Top of RECORDED INFORMATION

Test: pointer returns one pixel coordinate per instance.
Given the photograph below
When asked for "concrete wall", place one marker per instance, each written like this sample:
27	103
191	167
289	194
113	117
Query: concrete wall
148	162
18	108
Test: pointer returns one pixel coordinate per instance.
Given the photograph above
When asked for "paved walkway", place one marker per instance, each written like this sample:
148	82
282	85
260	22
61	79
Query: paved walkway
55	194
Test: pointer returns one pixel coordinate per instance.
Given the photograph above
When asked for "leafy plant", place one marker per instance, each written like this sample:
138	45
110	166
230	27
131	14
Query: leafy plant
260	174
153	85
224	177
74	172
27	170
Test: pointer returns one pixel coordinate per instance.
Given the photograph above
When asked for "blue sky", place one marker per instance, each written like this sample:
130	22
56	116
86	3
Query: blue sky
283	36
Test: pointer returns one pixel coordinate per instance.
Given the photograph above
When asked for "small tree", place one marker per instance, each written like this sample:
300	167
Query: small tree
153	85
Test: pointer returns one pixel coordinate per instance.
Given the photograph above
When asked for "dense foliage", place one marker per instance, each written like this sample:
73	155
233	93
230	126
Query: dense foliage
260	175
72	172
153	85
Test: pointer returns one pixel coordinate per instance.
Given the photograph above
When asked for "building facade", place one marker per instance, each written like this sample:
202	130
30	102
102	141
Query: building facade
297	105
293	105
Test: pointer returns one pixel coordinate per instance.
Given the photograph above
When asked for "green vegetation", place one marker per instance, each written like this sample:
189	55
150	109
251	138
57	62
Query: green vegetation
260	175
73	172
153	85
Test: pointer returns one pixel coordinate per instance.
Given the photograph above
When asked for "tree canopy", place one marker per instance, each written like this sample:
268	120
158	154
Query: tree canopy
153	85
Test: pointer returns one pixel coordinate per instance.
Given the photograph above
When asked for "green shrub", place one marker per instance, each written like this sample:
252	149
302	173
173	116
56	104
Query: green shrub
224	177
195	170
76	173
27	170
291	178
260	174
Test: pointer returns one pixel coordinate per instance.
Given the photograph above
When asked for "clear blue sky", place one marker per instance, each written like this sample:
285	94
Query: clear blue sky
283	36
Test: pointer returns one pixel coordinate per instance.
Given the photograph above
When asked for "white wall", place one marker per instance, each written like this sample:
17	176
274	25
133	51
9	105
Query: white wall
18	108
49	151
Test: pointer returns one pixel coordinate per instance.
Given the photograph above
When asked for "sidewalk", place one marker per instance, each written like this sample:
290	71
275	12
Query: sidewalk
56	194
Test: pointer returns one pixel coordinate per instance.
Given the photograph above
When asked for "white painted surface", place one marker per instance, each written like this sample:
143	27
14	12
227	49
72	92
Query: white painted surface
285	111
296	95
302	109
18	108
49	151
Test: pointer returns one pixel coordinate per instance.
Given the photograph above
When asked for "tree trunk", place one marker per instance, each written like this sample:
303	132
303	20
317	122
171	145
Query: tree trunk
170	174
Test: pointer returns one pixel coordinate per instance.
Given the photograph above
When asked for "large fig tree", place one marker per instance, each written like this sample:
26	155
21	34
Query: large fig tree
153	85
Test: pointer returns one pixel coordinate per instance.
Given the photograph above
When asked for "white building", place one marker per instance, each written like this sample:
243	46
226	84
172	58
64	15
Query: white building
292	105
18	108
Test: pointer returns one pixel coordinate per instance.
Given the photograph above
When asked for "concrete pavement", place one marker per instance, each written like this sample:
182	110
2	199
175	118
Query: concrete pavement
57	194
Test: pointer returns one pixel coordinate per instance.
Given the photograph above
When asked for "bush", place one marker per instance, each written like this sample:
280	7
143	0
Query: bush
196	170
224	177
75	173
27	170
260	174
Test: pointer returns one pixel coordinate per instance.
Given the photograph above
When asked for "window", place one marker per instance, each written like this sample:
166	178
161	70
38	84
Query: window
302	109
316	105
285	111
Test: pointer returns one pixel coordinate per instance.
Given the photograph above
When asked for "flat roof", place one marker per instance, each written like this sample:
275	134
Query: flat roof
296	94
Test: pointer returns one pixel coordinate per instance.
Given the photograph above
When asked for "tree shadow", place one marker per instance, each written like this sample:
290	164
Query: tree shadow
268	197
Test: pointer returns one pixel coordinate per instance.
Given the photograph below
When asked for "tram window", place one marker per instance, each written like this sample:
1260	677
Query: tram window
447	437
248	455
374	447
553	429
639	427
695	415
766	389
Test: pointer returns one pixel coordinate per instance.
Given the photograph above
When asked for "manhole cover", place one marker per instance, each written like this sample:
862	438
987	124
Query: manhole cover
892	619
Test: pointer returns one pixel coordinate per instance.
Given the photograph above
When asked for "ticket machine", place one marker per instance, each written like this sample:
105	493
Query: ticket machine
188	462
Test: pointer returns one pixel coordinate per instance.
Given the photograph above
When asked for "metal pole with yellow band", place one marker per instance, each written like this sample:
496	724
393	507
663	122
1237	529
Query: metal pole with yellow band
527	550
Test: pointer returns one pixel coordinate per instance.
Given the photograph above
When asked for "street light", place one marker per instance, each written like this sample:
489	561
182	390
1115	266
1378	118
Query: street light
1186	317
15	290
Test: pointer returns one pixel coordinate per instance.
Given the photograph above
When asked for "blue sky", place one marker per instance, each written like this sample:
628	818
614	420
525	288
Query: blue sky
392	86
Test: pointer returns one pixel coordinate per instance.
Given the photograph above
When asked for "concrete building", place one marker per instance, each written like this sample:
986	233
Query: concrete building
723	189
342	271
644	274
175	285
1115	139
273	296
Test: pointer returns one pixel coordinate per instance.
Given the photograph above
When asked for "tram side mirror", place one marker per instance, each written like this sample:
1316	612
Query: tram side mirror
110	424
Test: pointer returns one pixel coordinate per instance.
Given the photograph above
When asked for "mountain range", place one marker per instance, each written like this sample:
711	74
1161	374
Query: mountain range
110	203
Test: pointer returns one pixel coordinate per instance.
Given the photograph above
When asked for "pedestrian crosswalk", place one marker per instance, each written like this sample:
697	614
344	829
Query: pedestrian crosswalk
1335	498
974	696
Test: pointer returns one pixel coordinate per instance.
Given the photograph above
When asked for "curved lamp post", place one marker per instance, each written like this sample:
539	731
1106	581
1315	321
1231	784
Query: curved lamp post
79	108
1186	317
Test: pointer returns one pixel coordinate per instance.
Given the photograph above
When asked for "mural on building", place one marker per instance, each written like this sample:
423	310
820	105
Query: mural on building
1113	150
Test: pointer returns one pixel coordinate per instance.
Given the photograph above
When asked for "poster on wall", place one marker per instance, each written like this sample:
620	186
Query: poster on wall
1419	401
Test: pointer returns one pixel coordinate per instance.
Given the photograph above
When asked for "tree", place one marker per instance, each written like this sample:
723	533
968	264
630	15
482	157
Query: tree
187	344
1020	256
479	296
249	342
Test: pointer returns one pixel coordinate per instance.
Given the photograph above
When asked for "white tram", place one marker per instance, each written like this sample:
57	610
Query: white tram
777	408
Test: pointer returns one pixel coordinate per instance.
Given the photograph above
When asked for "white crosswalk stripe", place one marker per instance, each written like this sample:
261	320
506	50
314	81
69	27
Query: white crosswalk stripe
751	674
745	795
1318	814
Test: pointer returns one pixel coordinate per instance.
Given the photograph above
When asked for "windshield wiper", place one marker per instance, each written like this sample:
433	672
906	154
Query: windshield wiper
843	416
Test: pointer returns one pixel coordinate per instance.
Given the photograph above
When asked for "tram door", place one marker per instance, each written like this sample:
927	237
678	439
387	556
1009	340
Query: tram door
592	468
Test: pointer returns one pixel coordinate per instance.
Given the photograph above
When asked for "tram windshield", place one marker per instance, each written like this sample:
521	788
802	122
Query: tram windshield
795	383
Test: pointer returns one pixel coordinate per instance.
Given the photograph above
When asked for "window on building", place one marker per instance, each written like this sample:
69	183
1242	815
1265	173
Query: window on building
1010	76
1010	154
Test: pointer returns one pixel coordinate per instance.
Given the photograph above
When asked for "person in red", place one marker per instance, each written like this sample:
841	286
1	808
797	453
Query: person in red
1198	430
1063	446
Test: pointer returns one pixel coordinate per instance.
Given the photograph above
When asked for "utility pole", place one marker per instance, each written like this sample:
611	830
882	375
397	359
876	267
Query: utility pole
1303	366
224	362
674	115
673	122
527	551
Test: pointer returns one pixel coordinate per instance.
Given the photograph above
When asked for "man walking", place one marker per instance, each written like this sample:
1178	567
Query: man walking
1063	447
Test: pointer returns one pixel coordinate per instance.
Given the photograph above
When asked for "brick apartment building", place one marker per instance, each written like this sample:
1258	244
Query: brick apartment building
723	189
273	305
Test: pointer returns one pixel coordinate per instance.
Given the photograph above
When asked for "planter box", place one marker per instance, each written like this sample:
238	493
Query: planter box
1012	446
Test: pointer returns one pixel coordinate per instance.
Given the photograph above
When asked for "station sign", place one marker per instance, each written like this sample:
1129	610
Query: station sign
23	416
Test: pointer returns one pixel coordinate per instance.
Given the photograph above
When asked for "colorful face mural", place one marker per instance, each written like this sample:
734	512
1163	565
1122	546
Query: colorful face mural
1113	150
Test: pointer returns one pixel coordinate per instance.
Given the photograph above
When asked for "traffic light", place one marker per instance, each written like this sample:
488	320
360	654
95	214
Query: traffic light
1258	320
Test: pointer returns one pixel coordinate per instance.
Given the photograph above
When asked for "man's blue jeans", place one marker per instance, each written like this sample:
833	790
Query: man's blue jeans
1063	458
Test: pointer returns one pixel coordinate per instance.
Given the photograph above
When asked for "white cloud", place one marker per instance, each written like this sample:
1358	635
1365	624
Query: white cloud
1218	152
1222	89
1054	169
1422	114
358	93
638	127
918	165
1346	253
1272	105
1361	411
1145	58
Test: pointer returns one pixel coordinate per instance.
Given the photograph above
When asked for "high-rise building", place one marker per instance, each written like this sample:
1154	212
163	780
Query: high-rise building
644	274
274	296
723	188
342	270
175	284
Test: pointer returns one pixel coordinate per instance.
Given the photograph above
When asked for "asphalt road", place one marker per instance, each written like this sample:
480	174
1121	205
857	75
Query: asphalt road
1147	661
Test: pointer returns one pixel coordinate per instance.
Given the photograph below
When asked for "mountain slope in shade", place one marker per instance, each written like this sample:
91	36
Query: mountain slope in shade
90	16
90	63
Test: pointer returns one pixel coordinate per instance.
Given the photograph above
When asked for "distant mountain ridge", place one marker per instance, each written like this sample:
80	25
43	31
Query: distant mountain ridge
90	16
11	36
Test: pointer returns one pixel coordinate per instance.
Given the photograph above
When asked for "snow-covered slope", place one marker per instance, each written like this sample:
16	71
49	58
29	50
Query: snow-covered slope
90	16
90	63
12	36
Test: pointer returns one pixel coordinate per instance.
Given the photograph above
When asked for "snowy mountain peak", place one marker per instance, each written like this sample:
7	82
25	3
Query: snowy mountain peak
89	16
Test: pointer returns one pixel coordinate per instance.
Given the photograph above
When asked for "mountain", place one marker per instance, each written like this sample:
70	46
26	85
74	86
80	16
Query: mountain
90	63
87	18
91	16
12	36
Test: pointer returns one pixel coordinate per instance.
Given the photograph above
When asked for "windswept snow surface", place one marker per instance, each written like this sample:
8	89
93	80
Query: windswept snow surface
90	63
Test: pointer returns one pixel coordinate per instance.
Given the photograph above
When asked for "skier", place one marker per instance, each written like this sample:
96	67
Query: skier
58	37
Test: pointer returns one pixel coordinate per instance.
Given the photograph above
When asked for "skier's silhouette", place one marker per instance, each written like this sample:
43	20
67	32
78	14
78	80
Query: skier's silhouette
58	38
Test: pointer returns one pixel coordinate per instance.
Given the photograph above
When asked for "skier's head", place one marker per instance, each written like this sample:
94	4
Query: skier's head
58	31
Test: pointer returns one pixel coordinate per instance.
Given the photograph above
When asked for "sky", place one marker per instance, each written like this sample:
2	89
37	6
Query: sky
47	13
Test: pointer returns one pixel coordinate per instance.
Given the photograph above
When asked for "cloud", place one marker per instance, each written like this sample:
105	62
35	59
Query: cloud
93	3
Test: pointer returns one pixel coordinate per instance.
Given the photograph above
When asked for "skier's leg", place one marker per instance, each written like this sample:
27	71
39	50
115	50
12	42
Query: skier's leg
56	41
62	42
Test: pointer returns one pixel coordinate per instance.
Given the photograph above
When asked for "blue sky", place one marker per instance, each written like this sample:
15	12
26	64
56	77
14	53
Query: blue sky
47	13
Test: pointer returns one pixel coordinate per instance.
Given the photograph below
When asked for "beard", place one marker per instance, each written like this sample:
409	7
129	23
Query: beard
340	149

Bottom of RECORDED INFORMATION

▶ PROBLEM TO WORK ON:
What are the lines from the one with "Query: snowy mountain peak" through the last line of the records above? Quote them exactly and add nothing.

▶ WORKED SOLUTION:
Query: snowy mountain peak
89	16
Test: pointer returns one pixel coordinate per instance.
Given the photograph above
When asked for "mountain", place one marker per instance, each written like this sample:
70	46
26	85
74	86
80	16
Query: mountain
90	63
87	18
91	16
12	36
Test: pointer returns one pixel coordinate per instance.
Given the photograph above
When asked for "windswept snow surface", place one marker per instance, each written like this sample:
8	89
93	80
Query: windswept snow surface
90	63
Test: pointer returns one pixel coordinate per instance.
Given the photograph above
When asked for "skier", place one marker per instance, each written like this sample:
96	67
Query: skier
58	37
Test: pointer returns one pixel coordinate per instance.
Given the photograph above
When asked for "skier's silhouette", place one marker per instance, each written like this sample:
43	20
67	32
78	14
78	80
Query: skier's silhouette
58	38
Test: pointer returns one pixel coordinate per instance.
Given the photograph above
When asked for "skier's head", place one marker per instance, each written like this sample:
94	4
Query: skier's head
58	31
Test: pointer returns one pixel coordinate per instance.
Given the photograph above
When asked for "sky", place one marker per instance, each written like this sample:
2	89
37	6
Query: sky
47	13
Test: pointer returns one pixel coordinate per instance.
Given the photograph above
When asked for "cloud", place one marker per instance, each written like this sample:
105	62
35	59
Query: cloud
93	3
Test: pointer returns one pixel coordinate per instance.
Given the photograph above
When asked for "skier's leg", place one marker per instance, each written like this sample:
27	71
39	50
115	50
12	42
Query: skier's leg
56	41
62	42
Test: pointer returns one pixel coordinate per instance.
Given the photograph above
When asked for "blue sky", place one marker per instance, each written like this sample:
15	12
26	64
56	77
14	53
Query: blue sky
47	13
Test: pointer returns one pixel coordinate per instance.
Given the photograph below
When asked for "beard", place one marker per instance, each written like this sample:
409	7
129	23
Query: beard
340	149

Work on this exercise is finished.